--- WHAT IS ASKED ---
Rewrite the data below with every "green tree" changed to "pine tree", leaving everything else the same.

--- SUPPLIED DATA ---
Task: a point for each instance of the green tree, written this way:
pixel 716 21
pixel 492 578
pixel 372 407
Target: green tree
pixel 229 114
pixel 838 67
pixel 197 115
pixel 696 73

--- TASK OUTPUT ---
Task: a point for each instance of the pine tree, written this way:
pixel 716 21
pixel 492 578
pixel 372 407
Target: pine tree
pixel 229 114
pixel 838 67
pixel 197 115
pixel 696 73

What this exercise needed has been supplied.